● **Exercises to complete**:
1. Please retype the part strata article word for word, starting at "But, here’s a" and ending at "lot or another.".
2. Render this sentence from the part strata article in Spanish: "Unlike strata title, part strata complexes don’t rely on the building structures for boundary definition, and there’s no common property."

● **Article**:
An Introduction to NSW Part Strata Complexes: 2023 Update
or, an interesting strata title hybrid, that’s largely misunderstood …
Part strata schemes [or BMCs] are increasingly common place in NSW. Yet, whilst they look like strata title corporations, they are completely different; being instead a strange kind of property partnership between the owners of different parts of a building. So, BMCs are challenging but will be an increasingly important part of our high-density future.
[13:50 mins & 2678 words]
Introduction
If you’re familiar with Sydney’s King Street Wharf, Quay West or Barangaroo, then you’re looking at a part strata scheme. Each of these well-known property developments is a stratum or part-strata scheme [sometimes also called BMCs] … and there are many all over NSW and even more on the way.
The re-development of the inner city and inner urban mixed-use sites is increasingly done under stratum and part-strata subdivision structures, unlocking many new opportunities for developers, local councils, investors, managers and strata owners and offering extremely flexible structuring options.
However this form of development and management is not well understood by many people. It can also involve far greater complexities than torrens, strata or community title real estate ... so they need to be properly structured, implemented and managed.
I’ve written about part strata and BMC issues for the current NSW strata law reforms in Strata Reforms NSW Update 3: Part Strata Schemes which covers more esoteric matters.
But, here’s a useful overview of part strata and BMC buildings to help get newcomers and more experienced stakeholders familiar or re-acquainted with some basics.
General matters
Part strata complexes and buildings are yet another form of hybrid real property title, but they’re not like strata or community titles.
They involve a spatial subdivision of land and buildings by survey and measurements of torrens title land to create cubic space lots that are a lot like strata title.
Unlike strata title, part strata complexes don’t rely on the building structures for boundary definition, and there’s no common property. Everything is either in one lot or another.
Plus, like community title schemes, each part strata complex is unique because the subdivision structure and the governing documents are designed solely for that particular site and are not like any other part strata complex.
And, like community title schemes, there can be layered multi-property entities within a part strata scheme; like privately owned freehold lots and subsidiary strata corporations.
But, part strata complexes are very different to both strata title and community title schemes in that there’s no separate legal entity [like a strata corporation or community association] and there’s no common or community association property.
Part strata or stratum building subdivision
For some time, it has been possible to subdivide a single building and the land it sits on by stratum subdivision [air space or vertical subdivision] into 2 or more stratum lots: that is lots partly or completely limited in height or depth or both by dimensions and measurement of a registered plan. This form of subdivision accommodates the separate ownership of different parts of the building, those parts usually corresponding to components designed for different uses [e.g. residential parts of the building, offices, retail areas and car parking]. But, how the parts were integrated was problematic.
Since the 1992 updates of the Strata Schemes (Freehold Development) Act 1973 it became possible to also strata subdivide a part of a building only [leaving the rest of the building on a separate title]. Those provisions are now found in Part 6 of the Strata Schemes Development Act 2015.
So, a building can now be subdivided so as to contain 1 or more stratum lots [including a strata scheme (for example a residential scheme)], and one or more other stratum lots not forming part of that strata scheme (for example a lot comprising offices and/or a lot comprising retail areas).
As a result, those parts of a building that are suitable for subdivision under the strata titles legislation can be isolated from other parts of the building that are considered unsuitable for strata subdivision and/or those parts where the developer and ultimate owners don’t want to participate in the strata corporation.

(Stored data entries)
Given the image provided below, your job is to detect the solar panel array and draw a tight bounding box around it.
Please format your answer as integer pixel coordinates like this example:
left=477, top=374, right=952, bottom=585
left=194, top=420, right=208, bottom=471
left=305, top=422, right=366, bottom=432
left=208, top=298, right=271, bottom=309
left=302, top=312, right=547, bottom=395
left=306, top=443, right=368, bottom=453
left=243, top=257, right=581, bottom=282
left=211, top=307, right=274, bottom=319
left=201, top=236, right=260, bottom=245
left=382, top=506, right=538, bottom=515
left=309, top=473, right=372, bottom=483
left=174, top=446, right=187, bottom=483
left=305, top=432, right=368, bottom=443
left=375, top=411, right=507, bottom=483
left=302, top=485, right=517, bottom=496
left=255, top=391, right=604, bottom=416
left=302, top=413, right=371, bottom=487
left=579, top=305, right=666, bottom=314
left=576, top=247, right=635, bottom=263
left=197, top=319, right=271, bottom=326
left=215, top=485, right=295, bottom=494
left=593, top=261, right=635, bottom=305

● **Answers for the exercise**:
1.
But, here’s a useful overview of part strata and BMC buildings to help get newcomers and more experienced stakeholders familiar or re-acquainted with some basics.
General matters
Part strata complexes and buildings are yet another form of hybrid real property title, but they’re not like strata or community titles.
They involve a spatial subdivision of land and buildings by survey and measurements of torrens title land to create cubic space lots that are a lot like strata title.
Unlike strata title, part strata complexes don’t rely on the building structures for boundary definition, and there’s no common property. Everything is either in one lot or another.

2. A diferencia del título de estrato, los complejos de estrato parcial no dependen de las estructuras del edificio para definir sus límites, y no hay propiedad común.